=== INFORMATION ===
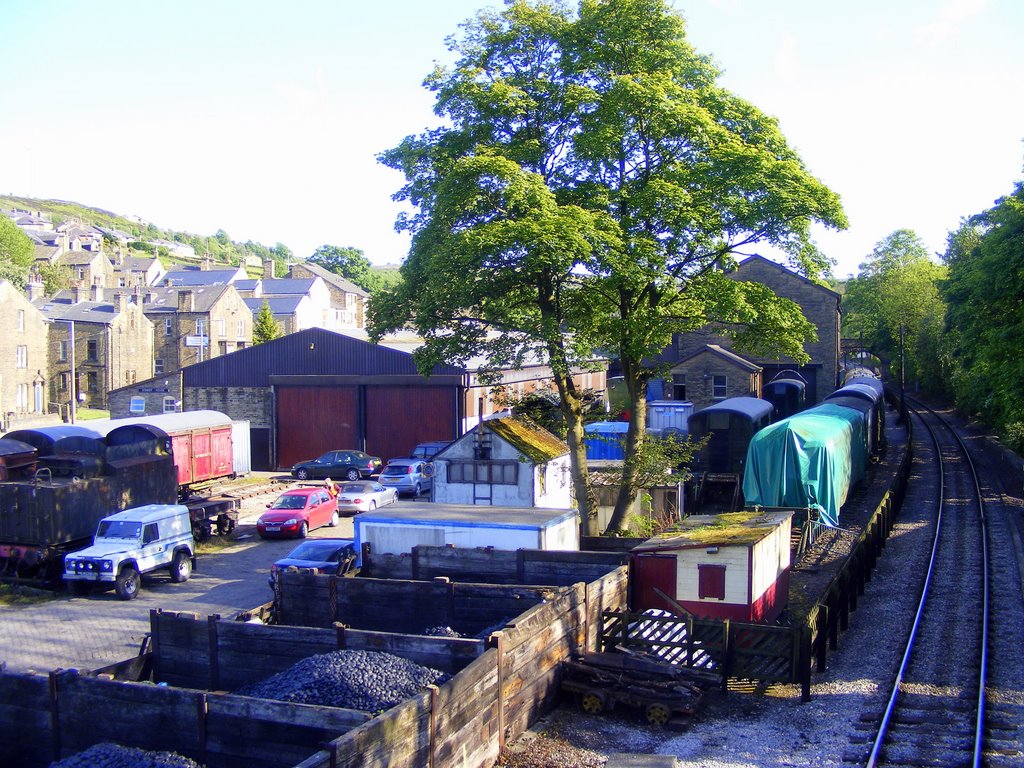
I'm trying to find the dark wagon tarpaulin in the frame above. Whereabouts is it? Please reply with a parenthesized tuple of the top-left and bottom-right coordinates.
(741, 403, 867, 527)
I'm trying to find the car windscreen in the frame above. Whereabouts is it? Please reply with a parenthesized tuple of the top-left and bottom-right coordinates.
(342, 483, 368, 493)
(270, 494, 308, 510)
(97, 520, 142, 539)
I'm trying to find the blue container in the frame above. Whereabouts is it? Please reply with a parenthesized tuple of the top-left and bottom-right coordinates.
(584, 421, 629, 460)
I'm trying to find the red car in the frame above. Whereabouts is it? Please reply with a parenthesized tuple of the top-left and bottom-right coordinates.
(256, 488, 340, 539)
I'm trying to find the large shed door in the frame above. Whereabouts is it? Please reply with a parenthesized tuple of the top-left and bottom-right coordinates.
(631, 554, 678, 613)
(365, 387, 455, 463)
(277, 387, 358, 469)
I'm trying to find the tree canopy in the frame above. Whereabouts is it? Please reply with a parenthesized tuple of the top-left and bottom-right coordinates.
(372, 0, 846, 533)
(308, 245, 379, 292)
(941, 181, 1024, 447)
(0, 215, 35, 288)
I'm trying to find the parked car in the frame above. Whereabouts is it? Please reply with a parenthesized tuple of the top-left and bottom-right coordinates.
(267, 538, 357, 588)
(335, 481, 399, 514)
(63, 504, 195, 600)
(256, 487, 340, 539)
(409, 441, 452, 461)
(290, 450, 382, 481)
(379, 458, 433, 497)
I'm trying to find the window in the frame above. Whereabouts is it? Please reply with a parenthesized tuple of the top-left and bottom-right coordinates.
(196, 319, 206, 337)
(17, 310, 25, 331)
(15, 345, 27, 368)
(163, 396, 178, 413)
(16, 383, 28, 410)
(448, 461, 518, 485)
(237, 319, 244, 337)
(672, 374, 686, 401)
(77, 268, 85, 280)
(217, 318, 226, 337)
(698, 564, 727, 600)
(143, 524, 159, 545)
(87, 372, 98, 392)
(164, 318, 172, 336)
(129, 397, 146, 414)
(712, 375, 727, 400)
(58, 340, 68, 362)
(87, 339, 98, 362)
(118, 276, 127, 288)
(59, 373, 68, 391)
(155, 359, 164, 375)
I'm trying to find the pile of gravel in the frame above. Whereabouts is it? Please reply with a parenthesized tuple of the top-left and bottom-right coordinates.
(422, 625, 462, 637)
(236, 649, 449, 713)
(49, 743, 201, 768)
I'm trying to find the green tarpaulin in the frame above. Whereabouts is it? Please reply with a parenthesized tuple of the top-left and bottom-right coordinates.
(741, 404, 868, 527)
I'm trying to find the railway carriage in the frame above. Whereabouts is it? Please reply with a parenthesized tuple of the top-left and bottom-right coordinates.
(762, 373, 807, 421)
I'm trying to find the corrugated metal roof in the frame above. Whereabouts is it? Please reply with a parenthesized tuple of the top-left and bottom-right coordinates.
(182, 327, 467, 387)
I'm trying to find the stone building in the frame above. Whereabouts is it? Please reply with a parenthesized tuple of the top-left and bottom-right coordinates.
(658, 255, 841, 408)
(285, 261, 368, 329)
(35, 285, 154, 411)
(0, 281, 50, 430)
(141, 284, 252, 375)
(670, 344, 763, 412)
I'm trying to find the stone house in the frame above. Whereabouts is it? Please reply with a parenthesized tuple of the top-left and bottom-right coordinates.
(35, 285, 154, 411)
(141, 285, 252, 376)
(235, 276, 332, 334)
(114, 254, 166, 290)
(432, 416, 573, 508)
(670, 344, 763, 412)
(56, 250, 114, 289)
(0, 281, 50, 430)
(285, 261, 368, 329)
(659, 255, 841, 407)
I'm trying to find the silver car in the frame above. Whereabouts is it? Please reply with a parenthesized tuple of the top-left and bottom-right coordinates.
(379, 459, 433, 497)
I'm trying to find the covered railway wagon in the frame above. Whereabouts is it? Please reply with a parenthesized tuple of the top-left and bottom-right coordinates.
(741, 402, 870, 527)
(761, 373, 807, 421)
(0, 438, 38, 481)
(101, 410, 235, 497)
(687, 397, 775, 476)
(5, 423, 119, 480)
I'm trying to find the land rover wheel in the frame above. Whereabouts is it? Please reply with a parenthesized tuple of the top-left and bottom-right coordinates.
(170, 551, 192, 583)
(115, 566, 141, 600)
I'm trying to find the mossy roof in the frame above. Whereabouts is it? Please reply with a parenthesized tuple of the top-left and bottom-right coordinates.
(486, 416, 568, 463)
(635, 510, 794, 551)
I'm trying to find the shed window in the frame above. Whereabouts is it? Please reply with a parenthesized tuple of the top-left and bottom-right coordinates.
(712, 375, 728, 400)
(698, 563, 727, 600)
(672, 374, 686, 401)
(448, 461, 518, 485)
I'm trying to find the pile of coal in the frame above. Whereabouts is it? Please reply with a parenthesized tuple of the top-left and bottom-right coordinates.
(422, 625, 462, 637)
(49, 743, 201, 768)
(237, 649, 449, 713)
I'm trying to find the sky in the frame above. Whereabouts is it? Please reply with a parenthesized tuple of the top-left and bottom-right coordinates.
(1, 0, 1022, 279)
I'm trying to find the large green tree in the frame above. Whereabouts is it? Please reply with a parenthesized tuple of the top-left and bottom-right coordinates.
(842, 229, 947, 389)
(309, 245, 376, 291)
(372, 0, 846, 533)
(0, 215, 35, 288)
(941, 181, 1024, 446)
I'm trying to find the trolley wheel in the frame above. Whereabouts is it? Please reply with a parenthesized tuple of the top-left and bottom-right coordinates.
(580, 693, 604, 715)
(646, 702, 671, 726)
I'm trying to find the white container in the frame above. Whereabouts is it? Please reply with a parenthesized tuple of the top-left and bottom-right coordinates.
(353, 503, 579, 563)
(646, 401, 693, 434)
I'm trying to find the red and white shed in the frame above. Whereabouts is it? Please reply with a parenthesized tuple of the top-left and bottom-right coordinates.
(629, 510, 794, 623)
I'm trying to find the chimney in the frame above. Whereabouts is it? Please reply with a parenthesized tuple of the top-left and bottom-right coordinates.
(73, 285, 85, 303)
(91, 284, 103, 303)
(263, 259, 275, 280)
(177, 289, 194, 312)
(202, 255, 212, 271)
(26, 276, 44, 302)
(117, 292, 129, 314)
(144, 290, 155, 304)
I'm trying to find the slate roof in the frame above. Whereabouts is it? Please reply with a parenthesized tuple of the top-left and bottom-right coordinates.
(290, 261, 368, 297)
(243, 296, 304, 314)
(259, 278, 317, 295)
(162, 268, 245, 287)
(140, 285, 231, 314)
(35, 295, 121, 325)
(674, 344, 761, 372)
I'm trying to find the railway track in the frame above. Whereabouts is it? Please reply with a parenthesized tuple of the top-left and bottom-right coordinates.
(854, 397, 995, 767)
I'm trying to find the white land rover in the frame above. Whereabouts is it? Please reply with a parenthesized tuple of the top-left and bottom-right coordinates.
(63, 504, 196, 600)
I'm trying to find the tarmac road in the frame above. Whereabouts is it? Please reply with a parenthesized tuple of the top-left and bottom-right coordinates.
(0, 477, 360, 675)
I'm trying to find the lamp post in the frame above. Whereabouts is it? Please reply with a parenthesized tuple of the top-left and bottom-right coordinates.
(67, 319, 77, 424)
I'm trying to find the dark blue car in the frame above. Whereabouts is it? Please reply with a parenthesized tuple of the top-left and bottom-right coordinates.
(267, 538, 356, 588)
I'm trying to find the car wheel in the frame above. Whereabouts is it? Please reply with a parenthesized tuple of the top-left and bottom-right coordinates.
(298, 521, 308, 538)
(368, 501, 376, 512)
(329, 510, 339, 527)
(169, 551, 192, 583)
(414, 483, 421, 496)
(115, 565, 141, 600)
(345, 468, 360, 481)
(296, 468, 309, 480)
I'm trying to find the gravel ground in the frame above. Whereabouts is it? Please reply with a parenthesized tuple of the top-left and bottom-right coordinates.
(498, 404, 1024, 767)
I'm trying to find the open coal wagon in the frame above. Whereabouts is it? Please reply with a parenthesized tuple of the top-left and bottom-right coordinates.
(560, 651, 708, 726)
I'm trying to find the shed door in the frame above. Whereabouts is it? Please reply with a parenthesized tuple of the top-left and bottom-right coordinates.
(631, 554, 678, 613)
(277, 387, 358, 469)
(365, 386, 455, 463)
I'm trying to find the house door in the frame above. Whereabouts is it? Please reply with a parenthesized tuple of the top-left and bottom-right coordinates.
(631, 554, 678, 613)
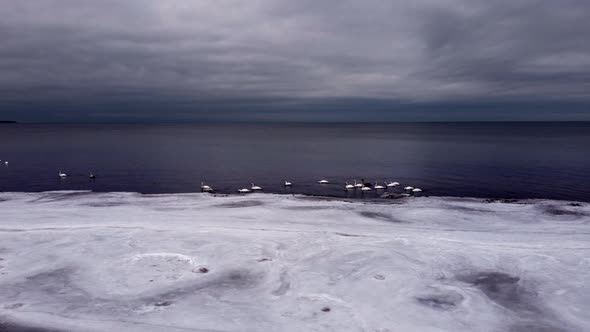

=== GOAL OF THE EXERCISE ===
Exactly the lines from the one that contains "I'm trying to find the open" to the last line of the data, both included, should be set down, and no pictures should appear among them.

=== RESULT FOR THIS EXERCISE ===
I'm trying to find the open coal wagon in the frame above. Whereabouts is it? Please reply with a parenthesized tuple of the top-left and bottom-right coordinates.
(560, 651, 708, 726)
I'm trying to find the shed door in the frame above. Whereabouts is it? Please reply with a parenthesized tuple of the top-left and bottom-right coordinates.
(631, 554, 678, 613)
(277, 387, 358, 469)
(365, 386, 455, 463)
I'm trying to find the house door in the frame above. Whereabouts is it? Please reply with a parenthesized tuple of the top-left and bottom-right coordinates.
(631, 554, 678, 613)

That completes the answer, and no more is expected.